• [Task objective] Begin at the line below that contains "Target — city skyline". Repeat it and all remaining lines of the records exactly.

• [Exercise inputs]
** begin **
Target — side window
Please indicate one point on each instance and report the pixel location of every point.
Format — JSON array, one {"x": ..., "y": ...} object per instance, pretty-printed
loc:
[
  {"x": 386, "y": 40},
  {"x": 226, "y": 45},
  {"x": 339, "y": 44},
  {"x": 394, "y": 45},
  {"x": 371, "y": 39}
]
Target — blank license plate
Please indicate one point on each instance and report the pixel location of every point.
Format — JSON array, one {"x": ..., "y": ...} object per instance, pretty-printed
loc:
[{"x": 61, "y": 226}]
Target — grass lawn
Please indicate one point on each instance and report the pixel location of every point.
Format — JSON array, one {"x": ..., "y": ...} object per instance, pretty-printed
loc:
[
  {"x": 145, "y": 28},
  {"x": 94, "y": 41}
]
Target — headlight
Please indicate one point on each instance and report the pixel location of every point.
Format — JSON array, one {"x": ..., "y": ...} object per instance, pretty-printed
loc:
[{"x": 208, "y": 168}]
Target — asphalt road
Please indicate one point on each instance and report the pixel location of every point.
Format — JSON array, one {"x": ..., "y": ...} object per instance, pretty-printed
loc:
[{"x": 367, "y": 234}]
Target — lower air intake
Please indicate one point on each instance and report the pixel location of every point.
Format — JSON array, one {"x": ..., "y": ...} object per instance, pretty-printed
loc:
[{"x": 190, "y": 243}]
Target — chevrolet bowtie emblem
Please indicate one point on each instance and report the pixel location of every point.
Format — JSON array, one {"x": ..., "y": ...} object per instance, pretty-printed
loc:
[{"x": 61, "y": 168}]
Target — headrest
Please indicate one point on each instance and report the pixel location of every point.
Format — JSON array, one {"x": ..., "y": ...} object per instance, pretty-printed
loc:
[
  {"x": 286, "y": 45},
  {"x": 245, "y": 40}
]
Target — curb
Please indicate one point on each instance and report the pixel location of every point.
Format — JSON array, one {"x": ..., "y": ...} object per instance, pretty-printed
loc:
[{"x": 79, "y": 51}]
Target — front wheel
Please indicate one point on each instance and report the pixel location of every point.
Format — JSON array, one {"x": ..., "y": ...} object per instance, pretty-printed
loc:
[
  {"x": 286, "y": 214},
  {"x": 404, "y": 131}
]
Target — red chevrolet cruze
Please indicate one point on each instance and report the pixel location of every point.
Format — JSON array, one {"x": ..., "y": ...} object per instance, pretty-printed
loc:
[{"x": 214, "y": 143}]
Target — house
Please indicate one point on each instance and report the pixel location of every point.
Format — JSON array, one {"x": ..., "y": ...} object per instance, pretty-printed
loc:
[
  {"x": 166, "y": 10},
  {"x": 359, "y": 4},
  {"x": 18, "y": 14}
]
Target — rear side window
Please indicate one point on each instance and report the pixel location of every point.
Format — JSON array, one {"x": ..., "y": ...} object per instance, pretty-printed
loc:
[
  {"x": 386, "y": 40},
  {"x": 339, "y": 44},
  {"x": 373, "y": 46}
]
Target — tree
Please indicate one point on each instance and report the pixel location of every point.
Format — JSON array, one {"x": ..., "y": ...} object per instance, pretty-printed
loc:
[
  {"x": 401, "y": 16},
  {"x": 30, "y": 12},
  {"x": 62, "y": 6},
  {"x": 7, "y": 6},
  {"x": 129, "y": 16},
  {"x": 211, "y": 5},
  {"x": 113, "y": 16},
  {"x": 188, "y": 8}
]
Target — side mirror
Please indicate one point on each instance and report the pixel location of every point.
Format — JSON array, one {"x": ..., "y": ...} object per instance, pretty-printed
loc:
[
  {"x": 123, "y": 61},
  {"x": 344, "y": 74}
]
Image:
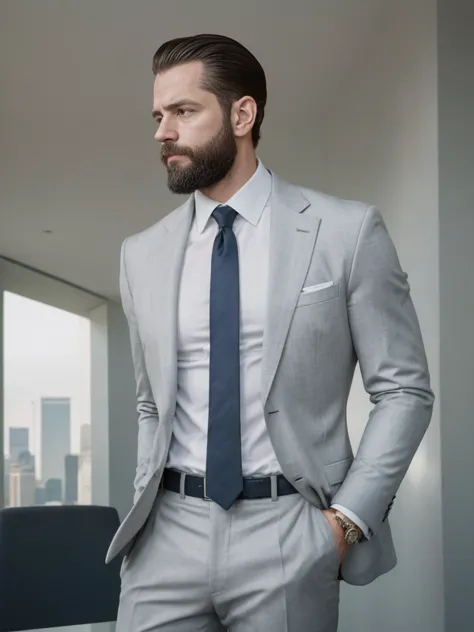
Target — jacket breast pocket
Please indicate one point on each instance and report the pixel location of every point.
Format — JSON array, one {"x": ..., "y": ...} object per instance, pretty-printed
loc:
[{"x": 318, "y": 295}]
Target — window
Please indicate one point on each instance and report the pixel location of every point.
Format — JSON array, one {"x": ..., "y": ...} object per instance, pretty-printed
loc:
[{"x": 47, "y": 439}]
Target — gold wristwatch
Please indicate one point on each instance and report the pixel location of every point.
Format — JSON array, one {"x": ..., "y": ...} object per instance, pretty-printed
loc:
[{"x": 352, "y": 533}]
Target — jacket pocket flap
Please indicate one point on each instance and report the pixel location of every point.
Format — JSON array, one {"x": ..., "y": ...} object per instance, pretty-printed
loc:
[{"x": 337, "y": 472}]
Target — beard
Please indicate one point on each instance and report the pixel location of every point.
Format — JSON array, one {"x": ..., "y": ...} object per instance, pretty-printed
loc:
[{"x": 209, "y": 164}]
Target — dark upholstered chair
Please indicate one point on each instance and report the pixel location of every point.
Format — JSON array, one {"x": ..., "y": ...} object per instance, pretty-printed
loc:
[{"x": 52, "y": 567}]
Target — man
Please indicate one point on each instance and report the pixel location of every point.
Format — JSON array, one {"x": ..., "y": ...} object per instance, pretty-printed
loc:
[{"x": 249, "y": 307}]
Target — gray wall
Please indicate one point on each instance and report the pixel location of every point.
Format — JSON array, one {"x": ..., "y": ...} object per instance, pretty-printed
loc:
[
  {"x": 381, "y": 146},
  {"x": 456, "y": 220}
]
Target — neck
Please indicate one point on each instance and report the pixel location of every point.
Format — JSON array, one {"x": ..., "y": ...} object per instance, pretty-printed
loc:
[{"x": 243, "y": 169}]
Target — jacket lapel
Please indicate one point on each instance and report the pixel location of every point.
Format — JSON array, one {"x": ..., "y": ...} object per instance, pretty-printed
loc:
[
  {"x": 293, "y": 236},
  {"x": 164, "y": 297}
]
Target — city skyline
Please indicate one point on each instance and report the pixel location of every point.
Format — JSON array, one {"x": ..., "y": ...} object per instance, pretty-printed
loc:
[{"x": 46, "y": 355}]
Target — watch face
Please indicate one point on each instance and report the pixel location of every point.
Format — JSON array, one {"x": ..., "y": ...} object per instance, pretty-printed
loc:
[{"x": 352, "y": 536}]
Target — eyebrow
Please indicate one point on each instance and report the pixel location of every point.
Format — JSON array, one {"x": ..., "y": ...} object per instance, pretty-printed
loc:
[{"x": 176, "y": 106}]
** end **
• [Reply]
Target — city skyline
Please indicate one point on each instance and report the pixel location of every point.
Format — JSON array, one {"x": ..., "y": ...} object per instance, pretty-printed
loc:
[{"x": 46, "y": 355}]
Target — watch face
Please indicate one point on each instance and report the pixel location of every point.
Format — JSON array, one {"x": ..., "y": ...} object per instance, pretty-printed
loc:
[{"x": 352, "y": 536}]
Target — eyebrow
Please indicate one point on each instance and report the pixel location of every point.
Format — JSON array, one {"x": ..., "y": ...} object per instance, pretty-printed
loc:
[{"x": 176, "y": 106}]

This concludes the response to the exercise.